◆ DIRECTIVE A ◆
Repeat the whole passage below on the digital adaptation gap without changing anything.

◆ SUPPLIED PASSAGE ◆

## Begin

Understanding the adoption curve isn’t entirely without value, however, because it can provide important foresight for when and how certain initiatives, whether strategic (for example, when and how customers are adopting technologies) or organizational (that is, when and how employees and partners are adopting them), will be necessary in response.

Adaptation

Adaptation describes the gap between how the majority of individuals want (and expect) to use technology to engage with companies and how companies have adapted to support those digital interactions.

Companies should pay most attention to the adaptation gap with respect to customer engagement and experience. If companies don’t enable effective digital interactions with their customers, then those customers will go to competitors or startups that will. Walmart Stores Inc., for example, acknowledges that its efforts for digital transformation are being pulled by customer expectations, not driven purely by executive initiatives.

As companies embrace digital channels for reaching customers, however, this effort can also exacerbate another facet of the adaptation gap — the space between employees and the companies for which they work. Employees are also customers of other companies, and they have experienced streamlined digital interfaces for interacting for business purposes. Data from our recent report on digital business suggests that employees have become increasingly frustrated by what they are capable of accomplishing with digital tools in their personal life compared with how they are forced to work with their own company through email and nonmobile computing. Software company Adobe Systems Inc. is attempting to address this disparity by uniting customer and employee experience under a single leader.

## End

◆ INPUT FOR THIS TASK ◆
## Begin

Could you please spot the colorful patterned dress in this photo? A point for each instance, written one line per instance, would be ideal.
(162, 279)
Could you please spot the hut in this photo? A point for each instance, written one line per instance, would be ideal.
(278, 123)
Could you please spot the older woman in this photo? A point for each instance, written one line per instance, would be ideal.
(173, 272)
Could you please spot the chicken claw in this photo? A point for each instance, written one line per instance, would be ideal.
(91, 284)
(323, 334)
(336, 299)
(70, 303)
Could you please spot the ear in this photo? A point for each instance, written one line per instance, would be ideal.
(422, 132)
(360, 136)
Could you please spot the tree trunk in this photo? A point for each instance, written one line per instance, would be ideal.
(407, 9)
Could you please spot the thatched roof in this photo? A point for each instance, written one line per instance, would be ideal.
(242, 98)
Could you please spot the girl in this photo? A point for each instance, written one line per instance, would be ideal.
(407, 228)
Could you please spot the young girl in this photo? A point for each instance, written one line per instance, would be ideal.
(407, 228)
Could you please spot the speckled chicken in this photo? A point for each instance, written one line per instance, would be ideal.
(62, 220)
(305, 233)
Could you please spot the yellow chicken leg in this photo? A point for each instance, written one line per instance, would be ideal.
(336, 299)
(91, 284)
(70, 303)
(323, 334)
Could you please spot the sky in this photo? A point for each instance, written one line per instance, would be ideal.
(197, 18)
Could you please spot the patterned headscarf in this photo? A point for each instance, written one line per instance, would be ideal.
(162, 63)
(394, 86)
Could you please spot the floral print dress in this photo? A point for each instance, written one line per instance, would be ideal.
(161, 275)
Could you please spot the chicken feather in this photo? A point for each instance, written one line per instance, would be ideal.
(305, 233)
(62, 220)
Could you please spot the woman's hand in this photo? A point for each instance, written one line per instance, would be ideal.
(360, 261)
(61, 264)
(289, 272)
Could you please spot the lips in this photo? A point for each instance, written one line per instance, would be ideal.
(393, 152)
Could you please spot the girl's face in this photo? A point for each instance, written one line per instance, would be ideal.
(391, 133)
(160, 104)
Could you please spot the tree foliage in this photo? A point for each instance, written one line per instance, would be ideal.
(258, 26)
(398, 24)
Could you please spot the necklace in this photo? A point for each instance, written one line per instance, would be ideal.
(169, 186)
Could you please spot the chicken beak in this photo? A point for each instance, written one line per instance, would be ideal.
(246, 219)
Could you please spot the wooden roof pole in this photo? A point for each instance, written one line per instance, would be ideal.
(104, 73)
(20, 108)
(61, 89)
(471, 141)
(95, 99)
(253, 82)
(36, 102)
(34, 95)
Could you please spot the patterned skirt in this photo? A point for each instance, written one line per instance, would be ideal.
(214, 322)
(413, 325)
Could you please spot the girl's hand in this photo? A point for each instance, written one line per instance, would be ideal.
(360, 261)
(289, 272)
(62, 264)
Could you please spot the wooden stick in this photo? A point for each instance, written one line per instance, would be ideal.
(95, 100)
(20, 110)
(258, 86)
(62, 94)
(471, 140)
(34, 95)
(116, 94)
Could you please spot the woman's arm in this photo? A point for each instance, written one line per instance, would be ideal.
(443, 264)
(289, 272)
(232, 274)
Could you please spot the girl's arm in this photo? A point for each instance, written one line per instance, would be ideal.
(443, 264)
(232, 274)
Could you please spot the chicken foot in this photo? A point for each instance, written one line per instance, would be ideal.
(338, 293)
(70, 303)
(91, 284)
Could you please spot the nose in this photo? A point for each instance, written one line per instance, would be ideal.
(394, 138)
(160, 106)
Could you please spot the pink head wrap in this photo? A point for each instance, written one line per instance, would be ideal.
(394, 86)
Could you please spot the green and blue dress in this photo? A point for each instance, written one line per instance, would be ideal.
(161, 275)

## End
## Begin

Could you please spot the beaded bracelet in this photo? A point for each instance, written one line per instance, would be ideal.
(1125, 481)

## End
## Begin

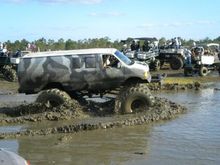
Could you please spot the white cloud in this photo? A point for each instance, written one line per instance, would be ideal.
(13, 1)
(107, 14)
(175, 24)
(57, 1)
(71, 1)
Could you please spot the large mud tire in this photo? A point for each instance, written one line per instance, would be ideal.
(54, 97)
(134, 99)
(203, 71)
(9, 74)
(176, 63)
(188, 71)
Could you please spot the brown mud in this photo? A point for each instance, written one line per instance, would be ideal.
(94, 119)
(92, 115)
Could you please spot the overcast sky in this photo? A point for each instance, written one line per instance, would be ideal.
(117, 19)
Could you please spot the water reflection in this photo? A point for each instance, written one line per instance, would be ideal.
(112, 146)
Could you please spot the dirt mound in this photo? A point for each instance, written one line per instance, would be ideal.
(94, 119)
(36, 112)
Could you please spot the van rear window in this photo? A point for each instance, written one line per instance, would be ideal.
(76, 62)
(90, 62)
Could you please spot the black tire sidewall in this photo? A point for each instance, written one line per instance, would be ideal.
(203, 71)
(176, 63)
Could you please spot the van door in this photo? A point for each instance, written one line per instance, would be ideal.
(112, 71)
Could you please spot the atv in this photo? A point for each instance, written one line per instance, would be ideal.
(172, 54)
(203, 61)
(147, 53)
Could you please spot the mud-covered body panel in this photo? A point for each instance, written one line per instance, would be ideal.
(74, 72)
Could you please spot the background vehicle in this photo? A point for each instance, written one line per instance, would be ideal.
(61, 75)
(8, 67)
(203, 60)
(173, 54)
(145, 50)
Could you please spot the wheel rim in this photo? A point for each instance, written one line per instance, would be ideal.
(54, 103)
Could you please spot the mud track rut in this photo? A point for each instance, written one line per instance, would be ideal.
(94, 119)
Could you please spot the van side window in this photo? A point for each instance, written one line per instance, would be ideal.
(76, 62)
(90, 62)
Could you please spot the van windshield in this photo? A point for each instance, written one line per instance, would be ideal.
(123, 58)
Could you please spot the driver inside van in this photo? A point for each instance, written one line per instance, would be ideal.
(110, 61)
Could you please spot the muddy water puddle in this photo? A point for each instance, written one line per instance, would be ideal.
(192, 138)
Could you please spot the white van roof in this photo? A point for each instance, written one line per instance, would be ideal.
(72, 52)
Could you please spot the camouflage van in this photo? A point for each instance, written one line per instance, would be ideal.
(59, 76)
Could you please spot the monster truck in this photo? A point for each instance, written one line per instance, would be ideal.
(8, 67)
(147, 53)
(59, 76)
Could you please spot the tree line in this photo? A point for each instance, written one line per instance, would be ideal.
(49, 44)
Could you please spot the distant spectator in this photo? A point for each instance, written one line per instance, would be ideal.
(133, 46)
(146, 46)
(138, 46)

## End

◆ DIRECTIVE B ◆
Pull out every line of the records above that contains the word "water".

◆ RESULT A ◆
Understanding the adoption curve isn’t entirely without value, however, because it can provide important foresight for when and how certain initiatives, whether strategic (for example, when and how customers are adopting technologies) or organizational (that is, when and how employees and partners are adopting them), will be necessary in response.

Adaptation

Adaptation describes the gap between how the majority of individuals want (and expect) to use technology to engage with companies and how companies have adapted to support those digital interactions.

Companies should pay most attention to the adaptation gap with respect to customer engagement and experience. If companies don’t enable effective digital interactions with their customers, then those customers will go to competitors or startups that will. Walmart Stores Inc., for example, acknowledges that its efforts for digital transformation are being pulled by customer expectations, not driven purely by executive initiatives.

As companies embrace digital channels for reaching customers, however, this effort can also exacerbate another facet of the adaptation gap — the space between employees and the companies for which they work. Employees are also customers of other companies, and they have experienced streamlined digital interfaces for interacting for business purposes. Data from our recent report on digital business suggests that employees have become increasingly frustrated by what they are capable of accomplishing with digital tools in their personal life compared with how they are forced to work with their own company through email and nonmobile computing. Software company Adobe Systems Inc. is attempting to address this disparity by uniting customer and employee experience under a single leader.

◆ RESULT B ◆
Could you please spot the water reflection in this photo? A point for each instance, written one line per instance, would be ideal.
Could you please spot the muddy water puddle in this photo? A point for each instance, written one line per instance, would be ideal.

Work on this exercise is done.